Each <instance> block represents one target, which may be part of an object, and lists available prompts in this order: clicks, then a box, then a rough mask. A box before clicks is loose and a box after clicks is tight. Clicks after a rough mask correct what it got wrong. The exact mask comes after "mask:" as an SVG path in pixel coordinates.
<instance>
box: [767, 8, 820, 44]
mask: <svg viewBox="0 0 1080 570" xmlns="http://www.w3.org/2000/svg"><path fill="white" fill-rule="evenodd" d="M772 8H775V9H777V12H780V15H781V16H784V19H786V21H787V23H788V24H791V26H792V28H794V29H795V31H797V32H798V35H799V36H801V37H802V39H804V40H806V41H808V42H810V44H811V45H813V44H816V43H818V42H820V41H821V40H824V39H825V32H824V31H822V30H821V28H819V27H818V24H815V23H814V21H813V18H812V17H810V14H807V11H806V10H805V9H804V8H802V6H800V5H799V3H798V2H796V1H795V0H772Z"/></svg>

---

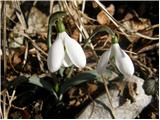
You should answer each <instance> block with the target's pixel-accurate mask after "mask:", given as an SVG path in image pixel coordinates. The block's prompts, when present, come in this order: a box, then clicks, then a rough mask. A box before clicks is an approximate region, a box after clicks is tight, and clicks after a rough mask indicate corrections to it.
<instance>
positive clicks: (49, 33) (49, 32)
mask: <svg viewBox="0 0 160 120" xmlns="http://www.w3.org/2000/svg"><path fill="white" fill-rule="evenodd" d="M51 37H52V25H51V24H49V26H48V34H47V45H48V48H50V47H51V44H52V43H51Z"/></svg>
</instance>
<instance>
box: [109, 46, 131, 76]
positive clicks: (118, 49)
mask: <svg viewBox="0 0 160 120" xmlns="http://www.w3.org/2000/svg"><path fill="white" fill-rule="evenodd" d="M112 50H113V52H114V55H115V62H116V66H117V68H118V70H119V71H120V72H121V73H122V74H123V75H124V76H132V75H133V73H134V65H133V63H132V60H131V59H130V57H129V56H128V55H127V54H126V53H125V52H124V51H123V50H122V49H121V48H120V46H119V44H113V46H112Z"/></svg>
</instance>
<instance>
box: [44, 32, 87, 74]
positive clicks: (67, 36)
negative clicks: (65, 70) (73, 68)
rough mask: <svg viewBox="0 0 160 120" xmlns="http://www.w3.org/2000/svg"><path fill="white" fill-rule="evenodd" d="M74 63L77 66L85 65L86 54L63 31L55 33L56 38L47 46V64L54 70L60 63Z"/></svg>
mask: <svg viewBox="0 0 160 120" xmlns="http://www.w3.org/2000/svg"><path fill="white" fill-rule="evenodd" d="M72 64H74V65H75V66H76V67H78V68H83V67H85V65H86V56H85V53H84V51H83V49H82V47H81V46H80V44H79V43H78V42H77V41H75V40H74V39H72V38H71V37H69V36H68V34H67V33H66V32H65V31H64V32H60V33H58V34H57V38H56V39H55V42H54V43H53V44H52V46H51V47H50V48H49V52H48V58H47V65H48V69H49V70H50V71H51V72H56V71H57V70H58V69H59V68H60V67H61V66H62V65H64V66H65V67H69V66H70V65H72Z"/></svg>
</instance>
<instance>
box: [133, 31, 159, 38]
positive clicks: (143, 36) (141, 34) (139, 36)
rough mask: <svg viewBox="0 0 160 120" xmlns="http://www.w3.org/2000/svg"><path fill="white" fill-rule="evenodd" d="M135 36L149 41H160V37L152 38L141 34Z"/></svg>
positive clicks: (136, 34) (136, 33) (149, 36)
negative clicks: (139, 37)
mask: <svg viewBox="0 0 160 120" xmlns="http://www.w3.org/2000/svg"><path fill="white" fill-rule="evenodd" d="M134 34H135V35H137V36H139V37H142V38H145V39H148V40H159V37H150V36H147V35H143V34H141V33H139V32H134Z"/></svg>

==

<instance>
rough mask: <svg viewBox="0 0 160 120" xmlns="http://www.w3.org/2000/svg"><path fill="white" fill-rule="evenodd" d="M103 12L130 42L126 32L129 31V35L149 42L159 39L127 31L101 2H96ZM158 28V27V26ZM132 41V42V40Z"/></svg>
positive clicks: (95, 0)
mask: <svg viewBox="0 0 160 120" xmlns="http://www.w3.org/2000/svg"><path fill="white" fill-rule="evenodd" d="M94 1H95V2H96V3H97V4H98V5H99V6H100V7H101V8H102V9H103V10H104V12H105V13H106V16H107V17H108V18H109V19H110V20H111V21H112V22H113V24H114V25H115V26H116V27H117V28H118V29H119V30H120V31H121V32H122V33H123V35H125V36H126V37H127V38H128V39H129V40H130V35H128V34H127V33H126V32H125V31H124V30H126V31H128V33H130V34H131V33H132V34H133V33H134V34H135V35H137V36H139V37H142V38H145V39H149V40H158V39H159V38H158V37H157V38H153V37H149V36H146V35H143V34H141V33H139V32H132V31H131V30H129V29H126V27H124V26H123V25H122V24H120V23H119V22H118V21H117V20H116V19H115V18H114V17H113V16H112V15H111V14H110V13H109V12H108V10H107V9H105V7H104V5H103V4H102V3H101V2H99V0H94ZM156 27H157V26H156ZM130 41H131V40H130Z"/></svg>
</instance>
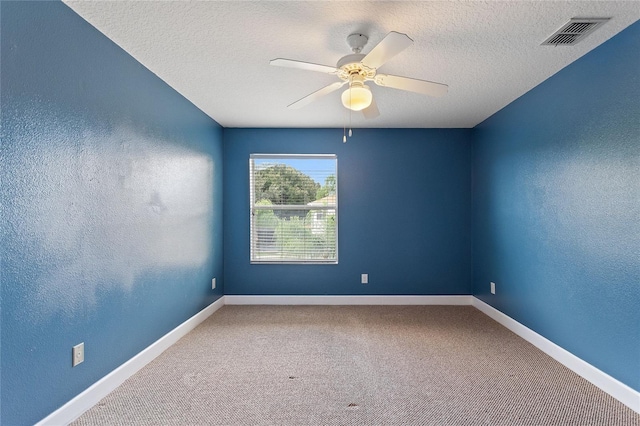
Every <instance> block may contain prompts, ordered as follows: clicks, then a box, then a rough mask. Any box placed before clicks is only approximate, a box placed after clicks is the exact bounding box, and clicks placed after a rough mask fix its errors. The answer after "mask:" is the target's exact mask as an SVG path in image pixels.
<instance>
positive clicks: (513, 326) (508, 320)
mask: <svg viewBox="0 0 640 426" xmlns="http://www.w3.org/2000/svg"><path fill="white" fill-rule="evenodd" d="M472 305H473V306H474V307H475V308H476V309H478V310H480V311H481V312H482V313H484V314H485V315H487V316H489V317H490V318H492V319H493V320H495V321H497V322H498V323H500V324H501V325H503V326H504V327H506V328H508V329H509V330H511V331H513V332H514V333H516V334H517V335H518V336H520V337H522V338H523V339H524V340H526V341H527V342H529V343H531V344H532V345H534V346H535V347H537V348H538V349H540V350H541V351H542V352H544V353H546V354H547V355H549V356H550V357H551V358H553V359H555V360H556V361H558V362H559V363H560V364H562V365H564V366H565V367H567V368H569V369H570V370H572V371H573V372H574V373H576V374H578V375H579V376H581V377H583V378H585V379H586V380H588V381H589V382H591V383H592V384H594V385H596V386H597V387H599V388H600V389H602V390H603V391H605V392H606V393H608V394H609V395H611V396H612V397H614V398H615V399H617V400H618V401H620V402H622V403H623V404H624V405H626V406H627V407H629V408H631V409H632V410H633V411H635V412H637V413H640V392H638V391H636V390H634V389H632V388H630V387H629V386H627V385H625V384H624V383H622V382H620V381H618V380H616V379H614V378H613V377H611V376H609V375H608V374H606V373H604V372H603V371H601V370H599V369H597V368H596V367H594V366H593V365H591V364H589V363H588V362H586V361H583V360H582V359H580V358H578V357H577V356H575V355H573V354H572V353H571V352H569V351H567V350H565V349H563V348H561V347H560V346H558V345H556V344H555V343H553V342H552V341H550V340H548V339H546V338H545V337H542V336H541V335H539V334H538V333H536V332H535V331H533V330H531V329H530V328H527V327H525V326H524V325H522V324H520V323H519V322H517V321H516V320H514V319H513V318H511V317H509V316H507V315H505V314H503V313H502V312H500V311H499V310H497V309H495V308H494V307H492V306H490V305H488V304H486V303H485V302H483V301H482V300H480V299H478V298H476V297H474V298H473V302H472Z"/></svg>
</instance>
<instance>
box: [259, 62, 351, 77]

**Exercise goal**
List every line of the data above that contains the word "approximate".

**Answer for this exercise**
You should answer each <instance> block with the target's pixel-accurate mask after "mask:", given as an SVG path in image pixel coordinates. The block's prompts, when present, come in this order: a box, then clicks, then a rough mask. A box before clicks is an approximate region, a box after clicks is tight, and clicks after a rough mask indicate corrections to it.
Every <instance> block may contain prompts, ordered as follows: clicks, then a box, then a rough mask. Any box placed before clicks is only approximate, a box placed after clicks is the exact bounding box, and clicks placed after a rough mask fix its errors. The answer after "mask:" is the target's exact mask as an SVG path in image pixels.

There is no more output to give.